BEGIN

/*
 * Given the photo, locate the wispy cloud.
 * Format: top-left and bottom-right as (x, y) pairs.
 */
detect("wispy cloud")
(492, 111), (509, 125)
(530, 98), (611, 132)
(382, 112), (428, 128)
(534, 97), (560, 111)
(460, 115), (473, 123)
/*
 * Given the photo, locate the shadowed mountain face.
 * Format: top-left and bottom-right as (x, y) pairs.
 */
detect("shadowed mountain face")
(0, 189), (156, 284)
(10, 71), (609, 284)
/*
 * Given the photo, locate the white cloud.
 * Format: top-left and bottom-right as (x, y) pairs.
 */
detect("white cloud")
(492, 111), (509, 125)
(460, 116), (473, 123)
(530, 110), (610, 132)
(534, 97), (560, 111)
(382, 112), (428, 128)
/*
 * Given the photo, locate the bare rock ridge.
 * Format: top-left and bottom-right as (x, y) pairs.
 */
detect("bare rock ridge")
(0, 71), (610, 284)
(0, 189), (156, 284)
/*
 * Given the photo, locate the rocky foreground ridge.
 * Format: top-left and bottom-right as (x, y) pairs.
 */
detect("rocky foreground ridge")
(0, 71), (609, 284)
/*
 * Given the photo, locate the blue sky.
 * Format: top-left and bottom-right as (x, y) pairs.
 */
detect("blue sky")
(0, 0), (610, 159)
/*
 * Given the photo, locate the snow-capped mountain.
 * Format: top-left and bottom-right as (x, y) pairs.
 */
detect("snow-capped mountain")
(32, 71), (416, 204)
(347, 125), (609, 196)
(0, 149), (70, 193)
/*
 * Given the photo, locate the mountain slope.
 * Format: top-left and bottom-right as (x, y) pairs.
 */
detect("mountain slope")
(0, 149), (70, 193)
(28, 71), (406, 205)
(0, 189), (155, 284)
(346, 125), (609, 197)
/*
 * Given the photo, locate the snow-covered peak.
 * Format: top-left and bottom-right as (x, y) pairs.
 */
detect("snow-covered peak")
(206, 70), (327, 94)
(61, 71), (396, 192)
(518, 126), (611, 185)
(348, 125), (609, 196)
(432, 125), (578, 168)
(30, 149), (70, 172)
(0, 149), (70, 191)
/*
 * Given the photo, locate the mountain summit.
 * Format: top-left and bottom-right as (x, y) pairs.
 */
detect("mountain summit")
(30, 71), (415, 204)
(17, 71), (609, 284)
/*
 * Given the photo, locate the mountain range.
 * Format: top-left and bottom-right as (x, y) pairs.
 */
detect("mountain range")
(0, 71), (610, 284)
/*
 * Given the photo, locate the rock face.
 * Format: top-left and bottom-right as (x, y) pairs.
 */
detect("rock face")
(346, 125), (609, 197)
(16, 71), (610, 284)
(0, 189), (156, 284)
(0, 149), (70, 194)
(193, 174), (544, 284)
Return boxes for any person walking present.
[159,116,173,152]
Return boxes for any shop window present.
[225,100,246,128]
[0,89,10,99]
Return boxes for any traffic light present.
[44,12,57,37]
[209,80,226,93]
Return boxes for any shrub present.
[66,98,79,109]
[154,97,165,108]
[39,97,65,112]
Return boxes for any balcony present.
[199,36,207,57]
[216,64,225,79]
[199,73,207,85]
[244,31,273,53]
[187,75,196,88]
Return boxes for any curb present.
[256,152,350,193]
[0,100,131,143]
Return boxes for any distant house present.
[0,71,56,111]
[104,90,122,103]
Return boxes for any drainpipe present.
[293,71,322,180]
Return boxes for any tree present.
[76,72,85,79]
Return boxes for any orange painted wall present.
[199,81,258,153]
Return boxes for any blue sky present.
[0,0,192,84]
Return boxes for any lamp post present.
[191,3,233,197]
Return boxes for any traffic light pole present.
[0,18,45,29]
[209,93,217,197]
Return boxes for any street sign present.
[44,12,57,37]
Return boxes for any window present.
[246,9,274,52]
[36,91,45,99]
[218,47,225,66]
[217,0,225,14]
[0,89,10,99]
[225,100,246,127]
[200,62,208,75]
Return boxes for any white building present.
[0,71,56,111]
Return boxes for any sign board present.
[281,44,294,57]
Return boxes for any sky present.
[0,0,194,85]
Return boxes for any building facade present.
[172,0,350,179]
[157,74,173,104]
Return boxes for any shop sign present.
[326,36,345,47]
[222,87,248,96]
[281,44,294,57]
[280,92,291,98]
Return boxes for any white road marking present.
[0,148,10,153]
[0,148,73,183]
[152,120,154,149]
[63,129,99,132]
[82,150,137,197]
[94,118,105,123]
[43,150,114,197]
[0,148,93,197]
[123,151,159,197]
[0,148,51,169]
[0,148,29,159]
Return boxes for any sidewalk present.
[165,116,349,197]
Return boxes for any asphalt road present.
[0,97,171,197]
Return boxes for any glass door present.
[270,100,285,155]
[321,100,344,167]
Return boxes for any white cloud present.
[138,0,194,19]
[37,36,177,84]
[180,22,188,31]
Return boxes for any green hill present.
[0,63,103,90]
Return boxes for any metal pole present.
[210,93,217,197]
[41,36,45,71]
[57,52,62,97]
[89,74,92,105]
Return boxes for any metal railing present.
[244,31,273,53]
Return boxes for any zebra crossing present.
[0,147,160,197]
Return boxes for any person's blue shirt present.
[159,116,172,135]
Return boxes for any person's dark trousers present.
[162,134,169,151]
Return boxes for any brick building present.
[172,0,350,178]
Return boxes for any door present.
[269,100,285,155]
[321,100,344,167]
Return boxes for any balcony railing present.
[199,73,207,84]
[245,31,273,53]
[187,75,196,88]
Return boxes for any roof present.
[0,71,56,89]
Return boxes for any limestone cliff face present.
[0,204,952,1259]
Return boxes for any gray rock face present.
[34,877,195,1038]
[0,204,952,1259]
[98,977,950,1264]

END

Task to carry out
Copy all of the data above line for line, without changing anything.

Answer to the exercise
/*
 * Given the photo, locate the wispy cloud.
 * Format: top-left and bottom-right as (x, y) pairs.
 */
detect("wispy cloud")
(492, 111), (509, 125)
(530, 98), (611, 132)
(382, 112), (428, 128)
(534, 97), (560, 111)
(460, 115), (473, 123)
/*
 * Given the photo, locate the shadowed mountain face.
 * Format: top-left and bottom-right as (x, y) pairs.
 */
detect("shadowed mountain face")
(0, 189), (156, 284)
(10, 71), (609, 284)
/*
 * Given the photo, locate the white cloud.
 * Format: top-left and bottom-right as (x, y) pairs.
 */
detect("white cloud")
(492, 111), (509, 125)
(460, 116), (473, 123)
(530, 110), (610, 132)
(534, 97), (560, 111)
(382, 112), (428, 128)
/*
 * Given the photo, locate the bare rock ridge.
 * Format: top-left and bottom-right as (x, y) pairs.
 */
detect("bare rock ridge")
(0, 71), (610, 284)
(0, 189), (156, 284)
/*
 * Given the photo, locate the rocky foreground ridge.
 * Format: top-left and bottom-right as (x, y) pairs.
 */
detect("rocky foreground ridge")
(0, 71), (609, 284)
/*
 * Given the photo, locate the blue sky.
 * Format: top-left and bottom-right as (x, y) pairs.
 */
detect("blue sky")
(0, 0), (610, 159)
/*
 * Given the photo, locate the snow-capped mountain.
 * Format: top-left and bottom-right as (x, y) pairs.
 */
detect("snow-capped mountain")
(32, 71), (416, 204)
(347, 125), (609, 196)
(0, 149), (70, 193)
/*
 * Given the photo, locate the mountain slope.
 * Format: top-left and bottom-right as (x, y) pairs.
 */
detect("mountain slope")
(0, 149), (70, 193)
(28, 71), (406, 205)
(0, 189), (155, 284)
(346, 125), (609, 197)
/*
 * Given the photo, locate the snow-covered peak.
 * Format: top-left and bottom-right as (x, y) pairs.
 */
detect("snow-covered peak")
(206, 70), (327, 94)
(61, 71), (396, 192)
(518, 126), (611, 185)
(348, 125), (609, 196)
(432, 125), (578, 168)
(30, 149), (70, 172)
(0, 149), (70, 191)
/*
 * Given the photo, locate the mountain summit.
 * Format: top-left and bottom-right as (x, y) pairs.
 */
detect("mountain summit")
(30, 71), (415, 204)
(17, 71), (609, 284)
/*
 * Given the photo, locate the mountain range.
 * Format: top-left and bottom-right as (x, y) pairs.
 */
detect("mountain range")
(0, 71), (610, 284)
/*
 * Given the photo, locate the rock face.
 * Format: top-left and bottom-right as (x, y) pairs.
 */
detect("rock face")
(346, 125), (609, 197)
(16, 71), (610, 284)
(0, 189), (156, 284)
(0, 149), (70, 194)
(193, 174), (544, 284)
Return boxes for any person walking present.
[159,116,173,152]
Return boxes for any shop window present.
[225,100,246,128]
[0,89,10,99]
Return boxes for any traffic light present.
[44,12,57,37]
[209,80,226,93]
Return boxes for any shrub present.
[66,98,79,109]
[154,97,165,108]
[39,97,65,112]
Return boxes for any balcony present.
[199,36,207,57]
[216,64,225,79]
[199,73,207,85]
[244,31,273,53]
[187,75,196,88]
Return boxes for any curb present.
[256,152,350,193]
[0,100,131,143]
Return boxes for any distant house present.
[0,71,56,111]
[104,90,122,103]
Return boxes for any drainpipe present.
[293,71,322,180]
Return boxes for any tree present.
[76,72,85,79]
Return boxes for any orange painted wall present.
[199,81,258,153]
Return boxes for any blue sky present.
[0,0,192,84]
Return boxes for any lamp post present.
[191,3,233,197]
Return boxes for any traffic light pole present.
[0,18,45,29]
[209,93,217,197]
Return boxes for any street sign present.
[44,12,57,37]
Return boxes for any window present.
[246,9,274,52]
[36,91,45,99]
[218,47,225,66]
[217,0,225,14]
[0,89,10,99]
[225,100,246,127]
[200,62,208,75]
Return boxes for any white building present.
[0,71,56,111]
Return boxes for any sign board present.
[281,44,294,57]
Return boxes for any sky present.
[0,0,194,85]
Return boxes for any building facade present.
[172,0,350,179]
[157,74,173,104]
Return boxes for any shop sign present.
[326,36,345,47]
[222,87,248,96]
[281,44,294,57]
[280,92,291,98]
Return boxes for any white road marking present.
[0,148,10,153]
[0,148,73,183]
[152,120,154,149]
[63,129,99,132]
[82,150,137,197]
[94,118,105,123]
[43,150,114,197]
[0,148,93,197]
[123,151,159,197]
[0,148,51,169]
[0,148,29,159]
Return boxes for any sidewalk present.
[165,116,349,197]
Return boxes for any asphalt road present.
[0,97,171,197]
Return boxes for any glass door present.
[270,100,285,155]
[321,100,344,167]
Return boxes for any white cloud present.
[138,0,194,19]
[37,36,177,84]
[180,22,188,31]
Return boxes for any green hill present.
[0,63,103,90]
Return boxes for any metal pole present.
[210,93,217,197]
[41,36,45,71]
[57,52,62,97]
[89,74,92,105]
Return boxes for any metal railing present.
[244,31,273,53]
Return boxes for any zebra crossing present.
[0,147,160,197]
Return boxes for any person's blue shirt present.
[159,116,172,135]
Return boxes for any person's dark trousers present.
[162,134,169,151]
Return boxes for any brick building present.
[172,0,350,178]
Return boxes for any door present.
[269,100,285,155]
[321,100,344,167]
Return boxes for any balcony railing present.
[199,73,207,84]
[245,31,273,53]
[187,75,196,88]
Return boxes for any roof present.
[0,71,56,89]
Return boxes for any limestone cliff face present.
[0,204,952,1259]
Return boxes for any gray rock face present.
[34,877,195,1038]
[0,204,952,1259]
[98,977,950,1264]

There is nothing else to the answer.